> _To-do item 1_:
In the forum thread about barking, who does Kacie bark at when he comes down the stairs?
> _To-do item 2_:
Write out the forum thread about barking word for word from "How do you teach" up to and including "down the stairs!".
> _To-do item 3_:
According to the forum thread about barking, why does Emoore worry about Rocky's barking? Answer in one to three sentences.

Top of Exercise text

# Stop barking?



## Emoore (Oct 9, 2002)

How do you teach a dog to stop barking once he's started? I'm talking about when they're barking at someone in the yard or at the door. We want them to bark, but then at some point we want them to shut up. I know the standard advice is to teach them to bark on command and then it's easy to get them to stop, but all my dogs have barked on command, but that doesn't mean they were easy to stop.


----------



## onyx'girl (May 18, 2007)

I just say 'ok, no bark'-but that doesn't always stop Kacie. She barks when my 18 yr old son comes down the stairs! 
My sons friends tell her to quiet when they come in(kids are coming and going all the time, they can never sneak in or out here!)She does quiet when told, unless she doesn't know the person.


----------



## Emoore (Oct 9, 2002)

The problem is that Rocky is barking from fear/nerves/anxiety/whatever you want to call it. I _really_ don't want Kopper to learn that when somebody comes to the door or walks in the yard, we bark uncontrollably and don't shut up, but I'm afraid that's what he'll learn from Rocky's nervous/anxious barking.

Bottom of Exercise text
Top of Information shown

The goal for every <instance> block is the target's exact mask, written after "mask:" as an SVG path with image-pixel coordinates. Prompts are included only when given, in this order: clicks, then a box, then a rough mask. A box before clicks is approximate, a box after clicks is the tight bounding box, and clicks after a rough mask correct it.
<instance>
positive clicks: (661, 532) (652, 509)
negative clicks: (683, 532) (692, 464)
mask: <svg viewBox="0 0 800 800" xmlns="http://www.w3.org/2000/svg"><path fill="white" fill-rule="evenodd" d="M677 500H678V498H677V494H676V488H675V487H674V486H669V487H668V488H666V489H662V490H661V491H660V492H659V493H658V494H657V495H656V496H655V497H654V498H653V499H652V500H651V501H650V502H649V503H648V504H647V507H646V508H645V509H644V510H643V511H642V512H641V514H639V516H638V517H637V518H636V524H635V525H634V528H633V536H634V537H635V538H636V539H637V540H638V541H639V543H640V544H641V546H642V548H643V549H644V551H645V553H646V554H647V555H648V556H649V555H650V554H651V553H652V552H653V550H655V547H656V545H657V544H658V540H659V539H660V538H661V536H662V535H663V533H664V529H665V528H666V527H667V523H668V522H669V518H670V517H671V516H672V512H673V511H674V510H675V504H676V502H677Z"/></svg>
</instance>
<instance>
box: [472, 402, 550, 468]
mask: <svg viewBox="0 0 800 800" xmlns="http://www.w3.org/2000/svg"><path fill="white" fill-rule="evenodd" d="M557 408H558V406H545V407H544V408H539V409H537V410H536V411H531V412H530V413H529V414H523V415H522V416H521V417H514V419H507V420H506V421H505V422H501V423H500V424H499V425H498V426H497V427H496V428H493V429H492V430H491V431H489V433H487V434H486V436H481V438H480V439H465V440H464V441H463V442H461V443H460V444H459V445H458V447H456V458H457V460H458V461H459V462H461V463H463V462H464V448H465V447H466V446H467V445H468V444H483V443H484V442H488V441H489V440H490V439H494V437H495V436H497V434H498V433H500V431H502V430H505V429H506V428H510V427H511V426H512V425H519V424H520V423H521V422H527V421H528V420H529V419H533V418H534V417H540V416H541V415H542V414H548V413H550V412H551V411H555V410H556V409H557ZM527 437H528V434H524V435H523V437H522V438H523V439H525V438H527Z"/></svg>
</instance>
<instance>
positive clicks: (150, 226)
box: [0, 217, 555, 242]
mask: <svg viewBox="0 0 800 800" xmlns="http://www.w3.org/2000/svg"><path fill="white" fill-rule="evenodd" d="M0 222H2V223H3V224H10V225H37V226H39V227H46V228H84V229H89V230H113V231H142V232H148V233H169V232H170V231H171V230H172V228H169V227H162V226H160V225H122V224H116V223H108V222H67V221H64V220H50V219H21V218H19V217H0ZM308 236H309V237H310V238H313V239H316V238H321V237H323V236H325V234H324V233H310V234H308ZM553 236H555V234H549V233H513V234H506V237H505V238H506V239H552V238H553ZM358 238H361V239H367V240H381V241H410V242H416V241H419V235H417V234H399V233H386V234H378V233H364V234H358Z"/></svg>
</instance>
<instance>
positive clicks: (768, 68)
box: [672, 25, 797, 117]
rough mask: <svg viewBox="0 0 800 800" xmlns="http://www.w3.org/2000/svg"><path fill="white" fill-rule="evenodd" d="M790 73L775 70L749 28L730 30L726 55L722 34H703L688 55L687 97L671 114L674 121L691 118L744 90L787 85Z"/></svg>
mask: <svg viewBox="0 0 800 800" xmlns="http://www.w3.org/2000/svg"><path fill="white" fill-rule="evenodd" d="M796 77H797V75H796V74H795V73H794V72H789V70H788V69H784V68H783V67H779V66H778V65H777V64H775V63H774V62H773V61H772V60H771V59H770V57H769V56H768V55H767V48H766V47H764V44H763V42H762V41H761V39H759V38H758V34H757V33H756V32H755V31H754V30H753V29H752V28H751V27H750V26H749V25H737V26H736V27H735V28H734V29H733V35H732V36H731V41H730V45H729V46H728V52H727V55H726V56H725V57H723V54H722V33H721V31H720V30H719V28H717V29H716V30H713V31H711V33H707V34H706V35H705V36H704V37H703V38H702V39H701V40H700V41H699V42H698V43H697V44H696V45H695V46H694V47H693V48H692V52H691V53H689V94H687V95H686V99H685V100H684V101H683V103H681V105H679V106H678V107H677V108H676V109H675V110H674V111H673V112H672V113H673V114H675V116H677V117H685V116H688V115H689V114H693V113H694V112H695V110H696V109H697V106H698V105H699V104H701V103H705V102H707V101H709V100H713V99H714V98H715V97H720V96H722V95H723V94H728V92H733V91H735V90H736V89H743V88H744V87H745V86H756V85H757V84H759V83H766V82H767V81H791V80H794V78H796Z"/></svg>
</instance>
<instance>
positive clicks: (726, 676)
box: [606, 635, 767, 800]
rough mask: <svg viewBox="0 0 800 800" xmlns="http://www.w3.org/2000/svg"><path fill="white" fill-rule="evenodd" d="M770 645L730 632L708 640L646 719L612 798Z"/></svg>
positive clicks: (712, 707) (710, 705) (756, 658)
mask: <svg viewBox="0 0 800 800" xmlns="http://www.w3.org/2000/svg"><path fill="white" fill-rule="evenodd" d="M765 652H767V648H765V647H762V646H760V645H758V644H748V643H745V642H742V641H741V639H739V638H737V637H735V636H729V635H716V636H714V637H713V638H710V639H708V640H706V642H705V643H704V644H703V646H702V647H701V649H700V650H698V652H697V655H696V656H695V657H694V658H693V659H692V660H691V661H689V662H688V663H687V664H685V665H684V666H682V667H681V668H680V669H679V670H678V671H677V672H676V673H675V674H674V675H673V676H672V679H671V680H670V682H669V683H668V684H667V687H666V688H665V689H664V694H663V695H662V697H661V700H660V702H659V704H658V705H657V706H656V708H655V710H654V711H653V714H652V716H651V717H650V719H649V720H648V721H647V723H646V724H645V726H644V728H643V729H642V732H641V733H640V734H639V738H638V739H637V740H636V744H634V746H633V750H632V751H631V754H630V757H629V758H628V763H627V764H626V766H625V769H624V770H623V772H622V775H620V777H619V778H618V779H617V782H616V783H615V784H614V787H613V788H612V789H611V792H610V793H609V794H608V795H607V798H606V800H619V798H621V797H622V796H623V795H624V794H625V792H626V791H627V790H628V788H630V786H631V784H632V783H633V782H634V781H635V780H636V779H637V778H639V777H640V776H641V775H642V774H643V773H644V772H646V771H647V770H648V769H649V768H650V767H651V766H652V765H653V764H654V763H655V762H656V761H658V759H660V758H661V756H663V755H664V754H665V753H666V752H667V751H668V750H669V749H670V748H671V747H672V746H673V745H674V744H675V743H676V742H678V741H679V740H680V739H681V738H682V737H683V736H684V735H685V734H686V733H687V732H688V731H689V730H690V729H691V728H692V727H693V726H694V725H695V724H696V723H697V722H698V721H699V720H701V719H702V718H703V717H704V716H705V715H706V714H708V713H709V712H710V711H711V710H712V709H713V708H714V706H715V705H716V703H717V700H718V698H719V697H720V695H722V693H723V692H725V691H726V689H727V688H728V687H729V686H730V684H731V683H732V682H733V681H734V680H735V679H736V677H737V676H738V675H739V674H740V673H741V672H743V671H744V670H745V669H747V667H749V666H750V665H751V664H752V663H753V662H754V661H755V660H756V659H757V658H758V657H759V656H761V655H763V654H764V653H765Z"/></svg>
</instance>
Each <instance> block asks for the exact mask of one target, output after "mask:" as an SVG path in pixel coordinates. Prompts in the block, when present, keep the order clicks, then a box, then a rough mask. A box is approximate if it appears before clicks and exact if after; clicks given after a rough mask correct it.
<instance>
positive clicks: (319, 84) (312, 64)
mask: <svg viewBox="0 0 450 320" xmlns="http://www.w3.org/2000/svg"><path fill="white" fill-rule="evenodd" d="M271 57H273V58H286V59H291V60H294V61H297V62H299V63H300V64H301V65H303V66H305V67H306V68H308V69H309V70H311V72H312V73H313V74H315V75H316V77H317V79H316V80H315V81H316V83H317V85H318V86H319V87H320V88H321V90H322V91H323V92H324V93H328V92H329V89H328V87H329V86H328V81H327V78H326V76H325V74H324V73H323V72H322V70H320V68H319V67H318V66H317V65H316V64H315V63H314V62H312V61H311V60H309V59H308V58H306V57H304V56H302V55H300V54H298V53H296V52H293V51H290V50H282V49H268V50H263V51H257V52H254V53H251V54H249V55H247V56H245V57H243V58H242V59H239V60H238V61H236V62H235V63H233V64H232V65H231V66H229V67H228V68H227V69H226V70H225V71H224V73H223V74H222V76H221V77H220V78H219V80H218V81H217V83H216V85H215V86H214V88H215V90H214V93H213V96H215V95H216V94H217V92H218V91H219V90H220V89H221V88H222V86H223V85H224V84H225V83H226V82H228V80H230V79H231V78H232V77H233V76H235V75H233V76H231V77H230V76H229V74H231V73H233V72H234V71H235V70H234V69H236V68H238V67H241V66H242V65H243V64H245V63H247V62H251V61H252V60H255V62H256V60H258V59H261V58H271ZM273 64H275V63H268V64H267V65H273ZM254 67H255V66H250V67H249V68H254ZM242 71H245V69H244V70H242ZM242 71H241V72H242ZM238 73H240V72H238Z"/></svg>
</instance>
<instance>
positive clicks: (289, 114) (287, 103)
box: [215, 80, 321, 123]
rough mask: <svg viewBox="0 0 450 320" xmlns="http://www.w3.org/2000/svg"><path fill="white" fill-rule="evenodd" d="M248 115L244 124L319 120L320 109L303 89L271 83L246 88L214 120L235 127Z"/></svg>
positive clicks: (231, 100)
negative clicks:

Bottom of Information shown

> _Result 1_:
onyx'girl's 18-year-old son.

> _Result 2_:
How do you teach a dog to stop barking once he's started? I'm talking about when they're barking at someone in the yard or at the door. We want them to bark, but then at some point we want them to shut up. I know the standard advice is to teach them to bark on command and then it's easy to get them to stop, but all my dogs have barked on command, but that doesn't mean they were easy to stop.


----------



## onyx'girl (May 18, 2007)

I just say 'ok, no bark'-but that doesn't always stop Kacie. She barks when my 18 yr old son comes down the stairs!

> _Result 3_:
Rocky barks out of fear, nerves or anxiety. Emoore fears Kopper will learn from this that when someone comes to the door or walks in the yard, dogs bark uncontrollably and don't stop.